• _What you are asked to do_
Your output should consist solely of the lines from the one with "# point at: white window" through the end of the records, reproduced exactly, both ends included.

[Start of section]

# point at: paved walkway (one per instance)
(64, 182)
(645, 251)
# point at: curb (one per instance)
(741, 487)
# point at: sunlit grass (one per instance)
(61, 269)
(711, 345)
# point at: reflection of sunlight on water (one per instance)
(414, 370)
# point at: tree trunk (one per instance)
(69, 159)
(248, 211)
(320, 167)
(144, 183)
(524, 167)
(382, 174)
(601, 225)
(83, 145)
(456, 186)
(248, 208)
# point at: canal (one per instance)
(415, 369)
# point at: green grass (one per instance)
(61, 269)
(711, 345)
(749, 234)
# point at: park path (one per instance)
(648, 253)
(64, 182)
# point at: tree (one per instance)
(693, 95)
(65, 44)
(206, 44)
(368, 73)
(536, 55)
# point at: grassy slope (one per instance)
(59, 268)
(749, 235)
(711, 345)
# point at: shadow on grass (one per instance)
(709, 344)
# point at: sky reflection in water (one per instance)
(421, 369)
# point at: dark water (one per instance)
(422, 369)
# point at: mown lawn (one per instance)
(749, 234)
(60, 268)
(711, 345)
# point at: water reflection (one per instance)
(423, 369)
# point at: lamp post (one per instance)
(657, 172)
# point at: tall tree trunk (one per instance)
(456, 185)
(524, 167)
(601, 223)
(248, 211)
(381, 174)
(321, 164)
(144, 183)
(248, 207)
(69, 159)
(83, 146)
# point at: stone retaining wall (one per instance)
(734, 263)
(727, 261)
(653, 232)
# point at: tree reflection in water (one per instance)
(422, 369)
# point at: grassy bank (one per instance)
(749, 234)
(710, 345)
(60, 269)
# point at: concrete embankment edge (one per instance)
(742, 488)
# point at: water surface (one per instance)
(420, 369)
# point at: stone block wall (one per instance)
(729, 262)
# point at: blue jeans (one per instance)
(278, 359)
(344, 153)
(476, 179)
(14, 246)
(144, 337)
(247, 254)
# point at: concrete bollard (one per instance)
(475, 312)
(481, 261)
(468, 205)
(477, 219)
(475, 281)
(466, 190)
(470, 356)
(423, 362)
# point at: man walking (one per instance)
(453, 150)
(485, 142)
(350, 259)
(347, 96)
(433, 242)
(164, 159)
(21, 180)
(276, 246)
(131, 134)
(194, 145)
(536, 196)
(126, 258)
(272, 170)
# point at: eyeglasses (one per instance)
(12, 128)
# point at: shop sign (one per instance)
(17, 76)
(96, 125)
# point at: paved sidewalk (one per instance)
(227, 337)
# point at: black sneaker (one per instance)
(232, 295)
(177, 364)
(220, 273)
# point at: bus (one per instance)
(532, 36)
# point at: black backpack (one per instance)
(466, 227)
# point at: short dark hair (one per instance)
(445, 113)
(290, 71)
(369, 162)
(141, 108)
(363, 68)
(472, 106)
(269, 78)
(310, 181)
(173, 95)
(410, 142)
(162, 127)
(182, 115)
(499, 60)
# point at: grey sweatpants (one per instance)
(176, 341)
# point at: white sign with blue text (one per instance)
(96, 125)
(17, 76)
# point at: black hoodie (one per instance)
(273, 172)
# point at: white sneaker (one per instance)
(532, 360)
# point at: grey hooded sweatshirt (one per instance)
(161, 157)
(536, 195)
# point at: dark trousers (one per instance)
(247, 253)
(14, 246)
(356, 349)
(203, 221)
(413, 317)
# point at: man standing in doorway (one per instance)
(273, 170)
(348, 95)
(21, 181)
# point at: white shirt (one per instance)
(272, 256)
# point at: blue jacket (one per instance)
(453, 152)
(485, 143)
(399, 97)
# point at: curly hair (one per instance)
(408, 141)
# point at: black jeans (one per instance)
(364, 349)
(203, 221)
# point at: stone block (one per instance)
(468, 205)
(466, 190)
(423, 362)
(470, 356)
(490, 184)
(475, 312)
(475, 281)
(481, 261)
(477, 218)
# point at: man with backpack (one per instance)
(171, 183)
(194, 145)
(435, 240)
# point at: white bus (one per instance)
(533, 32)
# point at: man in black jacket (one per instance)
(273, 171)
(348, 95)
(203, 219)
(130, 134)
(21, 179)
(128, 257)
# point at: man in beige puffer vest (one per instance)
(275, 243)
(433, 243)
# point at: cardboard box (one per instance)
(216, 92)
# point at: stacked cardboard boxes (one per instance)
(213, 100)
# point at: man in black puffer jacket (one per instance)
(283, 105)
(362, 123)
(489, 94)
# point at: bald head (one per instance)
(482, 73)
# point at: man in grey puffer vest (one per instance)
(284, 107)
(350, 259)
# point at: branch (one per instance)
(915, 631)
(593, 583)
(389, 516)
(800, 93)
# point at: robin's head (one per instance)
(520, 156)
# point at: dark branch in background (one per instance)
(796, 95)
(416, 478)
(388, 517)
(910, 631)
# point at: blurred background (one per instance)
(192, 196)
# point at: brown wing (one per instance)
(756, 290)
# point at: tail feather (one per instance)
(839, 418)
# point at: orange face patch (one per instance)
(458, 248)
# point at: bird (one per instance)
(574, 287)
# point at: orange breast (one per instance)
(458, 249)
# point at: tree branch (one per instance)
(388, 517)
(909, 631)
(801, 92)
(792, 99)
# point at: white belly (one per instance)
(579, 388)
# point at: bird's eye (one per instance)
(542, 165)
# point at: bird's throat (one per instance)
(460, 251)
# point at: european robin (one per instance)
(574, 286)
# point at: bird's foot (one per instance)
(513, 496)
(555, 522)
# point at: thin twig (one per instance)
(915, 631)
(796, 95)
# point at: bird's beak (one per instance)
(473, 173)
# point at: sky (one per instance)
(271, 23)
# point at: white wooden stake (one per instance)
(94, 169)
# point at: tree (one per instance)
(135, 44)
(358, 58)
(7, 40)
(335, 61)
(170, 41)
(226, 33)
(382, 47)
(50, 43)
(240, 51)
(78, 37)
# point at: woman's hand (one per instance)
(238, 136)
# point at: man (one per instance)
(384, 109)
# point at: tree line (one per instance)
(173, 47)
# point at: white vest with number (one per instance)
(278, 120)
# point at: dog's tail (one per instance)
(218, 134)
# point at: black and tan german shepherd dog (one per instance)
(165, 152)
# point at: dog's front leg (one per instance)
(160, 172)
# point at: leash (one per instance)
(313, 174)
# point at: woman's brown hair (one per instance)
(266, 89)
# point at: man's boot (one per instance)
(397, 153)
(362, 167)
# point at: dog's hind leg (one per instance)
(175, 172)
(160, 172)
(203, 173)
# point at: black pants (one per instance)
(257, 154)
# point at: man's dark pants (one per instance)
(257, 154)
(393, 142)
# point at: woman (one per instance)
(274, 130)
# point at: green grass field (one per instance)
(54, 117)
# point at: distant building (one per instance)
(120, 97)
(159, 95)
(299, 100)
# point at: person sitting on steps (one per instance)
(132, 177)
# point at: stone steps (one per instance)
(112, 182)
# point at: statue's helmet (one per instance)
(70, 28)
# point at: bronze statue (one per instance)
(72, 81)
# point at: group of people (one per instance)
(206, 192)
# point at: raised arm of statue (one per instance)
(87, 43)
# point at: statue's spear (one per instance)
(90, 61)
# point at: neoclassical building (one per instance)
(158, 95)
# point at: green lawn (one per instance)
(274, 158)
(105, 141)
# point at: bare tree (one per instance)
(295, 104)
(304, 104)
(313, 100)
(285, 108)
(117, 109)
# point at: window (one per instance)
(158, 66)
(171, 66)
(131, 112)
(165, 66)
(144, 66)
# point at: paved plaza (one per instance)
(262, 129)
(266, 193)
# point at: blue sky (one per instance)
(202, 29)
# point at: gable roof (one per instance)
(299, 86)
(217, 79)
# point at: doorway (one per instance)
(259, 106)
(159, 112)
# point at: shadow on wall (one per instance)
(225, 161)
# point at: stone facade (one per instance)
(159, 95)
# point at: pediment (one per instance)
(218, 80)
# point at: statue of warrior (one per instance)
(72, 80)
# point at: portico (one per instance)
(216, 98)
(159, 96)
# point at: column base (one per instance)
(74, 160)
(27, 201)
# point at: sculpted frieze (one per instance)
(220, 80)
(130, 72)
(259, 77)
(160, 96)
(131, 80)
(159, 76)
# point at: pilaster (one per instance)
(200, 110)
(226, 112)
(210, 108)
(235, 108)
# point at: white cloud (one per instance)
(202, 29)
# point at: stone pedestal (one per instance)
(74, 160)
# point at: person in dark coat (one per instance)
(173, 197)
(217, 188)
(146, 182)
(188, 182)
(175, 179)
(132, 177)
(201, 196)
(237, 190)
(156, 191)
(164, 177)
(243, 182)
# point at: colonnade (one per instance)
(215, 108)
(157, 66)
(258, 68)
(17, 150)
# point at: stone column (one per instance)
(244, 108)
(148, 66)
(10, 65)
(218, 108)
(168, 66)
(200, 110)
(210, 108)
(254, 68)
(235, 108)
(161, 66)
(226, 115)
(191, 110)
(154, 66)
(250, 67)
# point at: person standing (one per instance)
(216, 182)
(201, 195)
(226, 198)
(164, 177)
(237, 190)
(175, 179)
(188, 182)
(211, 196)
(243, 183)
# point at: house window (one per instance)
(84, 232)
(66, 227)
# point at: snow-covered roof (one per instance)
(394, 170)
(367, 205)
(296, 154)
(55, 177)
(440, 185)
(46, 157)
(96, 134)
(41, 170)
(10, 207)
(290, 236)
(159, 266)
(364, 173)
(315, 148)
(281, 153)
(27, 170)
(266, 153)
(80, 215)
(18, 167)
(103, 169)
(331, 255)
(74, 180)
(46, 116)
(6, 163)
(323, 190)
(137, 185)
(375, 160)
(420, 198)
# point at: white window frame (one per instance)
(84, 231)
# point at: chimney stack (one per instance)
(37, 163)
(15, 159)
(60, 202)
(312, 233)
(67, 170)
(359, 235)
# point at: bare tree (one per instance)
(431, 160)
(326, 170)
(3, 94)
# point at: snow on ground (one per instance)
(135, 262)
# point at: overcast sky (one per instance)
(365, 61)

[End of section]

• _Written solution_
# point at: white window frame (one per instance)
(84, 231)
# point at: chimney stack (one per instance)
(37, 163)
(15, 159)
(60, 202)
(312, 233)
(67, 170)
(359, 235)
# point at: bare tree (one per instance)
(431, 160)
(326, 170)
(3, 94)
# point at: snow on ground (one per instance)
(135, 262)
# point at: overcast sky (one per instance)
(365, 61)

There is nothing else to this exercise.